What is expected -
Scan the lines below and report each one containing "green" by copying it.

Items listed in a dataset -

- Opening Delimiter -

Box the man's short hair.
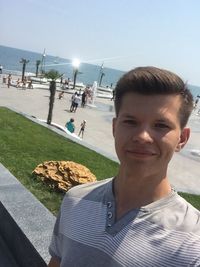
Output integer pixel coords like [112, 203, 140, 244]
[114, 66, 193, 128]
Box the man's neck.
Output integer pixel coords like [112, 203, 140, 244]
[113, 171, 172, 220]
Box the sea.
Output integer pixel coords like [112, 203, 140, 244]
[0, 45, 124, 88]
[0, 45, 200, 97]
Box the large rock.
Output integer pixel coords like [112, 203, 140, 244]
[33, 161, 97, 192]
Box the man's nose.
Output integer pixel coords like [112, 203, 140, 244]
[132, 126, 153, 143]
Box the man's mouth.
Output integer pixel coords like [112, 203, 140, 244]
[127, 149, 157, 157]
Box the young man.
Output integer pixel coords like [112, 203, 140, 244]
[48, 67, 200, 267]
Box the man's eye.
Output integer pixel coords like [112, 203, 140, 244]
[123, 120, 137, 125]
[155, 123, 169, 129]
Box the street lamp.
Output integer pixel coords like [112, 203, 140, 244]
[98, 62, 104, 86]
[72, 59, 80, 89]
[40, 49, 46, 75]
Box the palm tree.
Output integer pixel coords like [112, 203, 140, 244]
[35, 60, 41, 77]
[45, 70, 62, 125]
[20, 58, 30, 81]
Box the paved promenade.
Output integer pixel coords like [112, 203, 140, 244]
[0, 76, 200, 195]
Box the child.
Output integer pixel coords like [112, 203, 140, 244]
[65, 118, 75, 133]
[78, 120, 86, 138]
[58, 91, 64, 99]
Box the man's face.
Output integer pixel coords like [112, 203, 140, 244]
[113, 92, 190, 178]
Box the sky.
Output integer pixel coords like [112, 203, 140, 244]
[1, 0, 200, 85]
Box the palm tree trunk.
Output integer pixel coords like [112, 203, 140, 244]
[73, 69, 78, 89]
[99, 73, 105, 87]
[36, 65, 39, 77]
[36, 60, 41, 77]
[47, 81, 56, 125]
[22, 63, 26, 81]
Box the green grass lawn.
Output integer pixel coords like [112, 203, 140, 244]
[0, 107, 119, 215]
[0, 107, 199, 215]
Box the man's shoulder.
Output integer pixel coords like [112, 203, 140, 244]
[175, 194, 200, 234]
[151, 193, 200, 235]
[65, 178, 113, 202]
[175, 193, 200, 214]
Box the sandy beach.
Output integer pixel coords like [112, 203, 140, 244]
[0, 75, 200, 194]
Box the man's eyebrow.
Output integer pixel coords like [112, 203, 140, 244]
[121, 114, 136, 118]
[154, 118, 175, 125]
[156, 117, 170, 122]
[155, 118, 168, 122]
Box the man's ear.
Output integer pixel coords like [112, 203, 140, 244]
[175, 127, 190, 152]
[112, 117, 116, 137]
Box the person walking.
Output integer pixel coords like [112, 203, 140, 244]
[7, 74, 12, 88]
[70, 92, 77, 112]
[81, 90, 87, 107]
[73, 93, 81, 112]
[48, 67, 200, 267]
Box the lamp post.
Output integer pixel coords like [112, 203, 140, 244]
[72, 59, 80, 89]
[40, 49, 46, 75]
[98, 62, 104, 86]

- Closing Delimiter -
- Opening Delimiter -

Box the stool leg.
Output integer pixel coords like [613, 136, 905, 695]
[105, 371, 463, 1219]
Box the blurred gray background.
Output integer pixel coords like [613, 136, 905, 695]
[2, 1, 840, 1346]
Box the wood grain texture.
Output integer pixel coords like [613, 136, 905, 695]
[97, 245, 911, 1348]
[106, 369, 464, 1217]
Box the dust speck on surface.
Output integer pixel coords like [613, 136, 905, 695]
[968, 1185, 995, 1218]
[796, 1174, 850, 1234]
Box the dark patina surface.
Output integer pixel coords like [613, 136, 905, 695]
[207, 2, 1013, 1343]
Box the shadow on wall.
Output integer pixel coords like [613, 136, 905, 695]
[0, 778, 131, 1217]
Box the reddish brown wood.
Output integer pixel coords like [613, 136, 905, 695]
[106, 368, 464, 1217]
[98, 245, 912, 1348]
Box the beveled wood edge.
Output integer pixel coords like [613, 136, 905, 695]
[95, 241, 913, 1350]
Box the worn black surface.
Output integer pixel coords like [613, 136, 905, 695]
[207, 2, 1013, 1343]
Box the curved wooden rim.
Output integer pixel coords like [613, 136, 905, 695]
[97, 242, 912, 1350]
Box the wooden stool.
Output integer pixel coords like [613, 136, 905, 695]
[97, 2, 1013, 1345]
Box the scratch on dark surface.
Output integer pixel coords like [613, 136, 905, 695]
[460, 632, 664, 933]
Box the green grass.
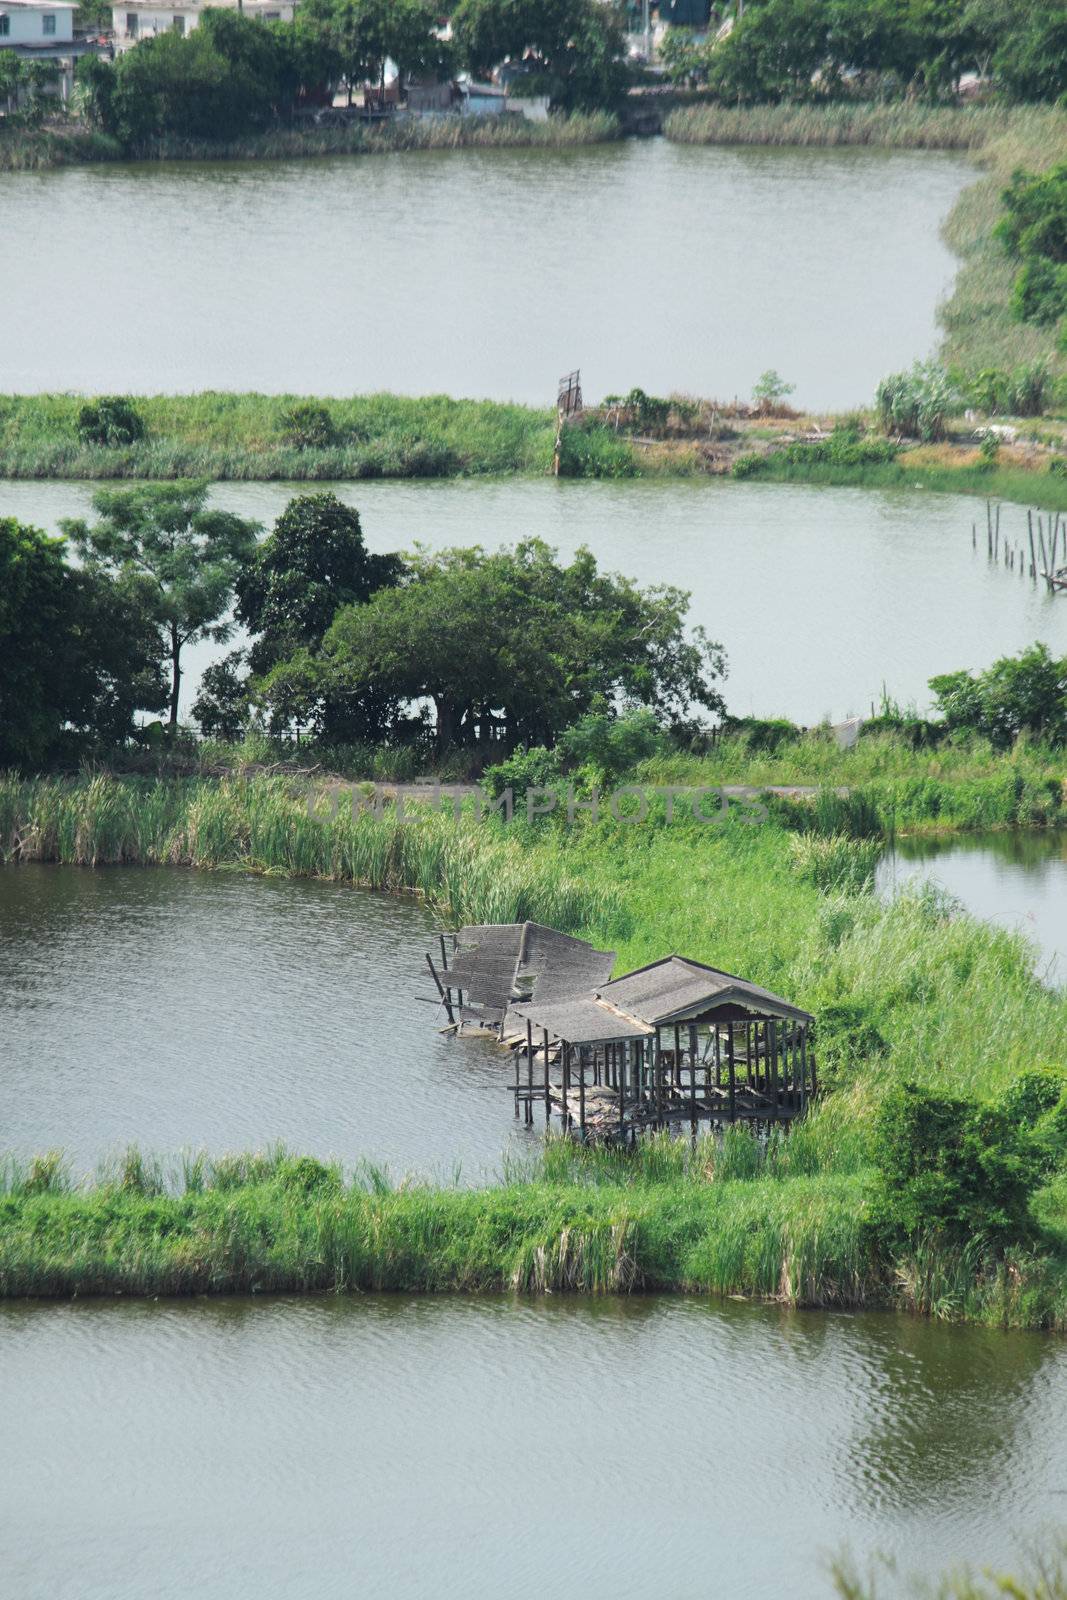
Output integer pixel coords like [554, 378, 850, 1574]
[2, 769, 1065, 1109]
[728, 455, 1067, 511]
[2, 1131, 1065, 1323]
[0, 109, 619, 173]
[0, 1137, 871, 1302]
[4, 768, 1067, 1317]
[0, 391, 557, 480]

- Closing Delimiter -
- Opening Delimiter -

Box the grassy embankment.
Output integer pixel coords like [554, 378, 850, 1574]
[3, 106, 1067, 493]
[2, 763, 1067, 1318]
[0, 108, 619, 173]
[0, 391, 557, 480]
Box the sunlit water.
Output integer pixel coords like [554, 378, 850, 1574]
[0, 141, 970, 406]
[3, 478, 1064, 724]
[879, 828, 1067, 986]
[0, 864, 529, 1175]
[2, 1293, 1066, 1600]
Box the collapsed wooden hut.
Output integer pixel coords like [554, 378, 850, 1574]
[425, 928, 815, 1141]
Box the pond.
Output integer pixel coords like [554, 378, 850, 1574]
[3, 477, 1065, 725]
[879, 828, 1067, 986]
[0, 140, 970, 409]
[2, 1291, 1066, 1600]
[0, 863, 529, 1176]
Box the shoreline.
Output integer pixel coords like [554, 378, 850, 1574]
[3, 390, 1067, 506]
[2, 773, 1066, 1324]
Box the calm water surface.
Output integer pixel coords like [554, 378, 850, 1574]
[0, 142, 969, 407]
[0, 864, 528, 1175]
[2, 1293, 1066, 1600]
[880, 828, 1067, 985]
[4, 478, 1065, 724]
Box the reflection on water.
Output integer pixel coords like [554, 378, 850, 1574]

- Closing Delimiter -

Task response -
Box the green grass lawn.
Box the green grass.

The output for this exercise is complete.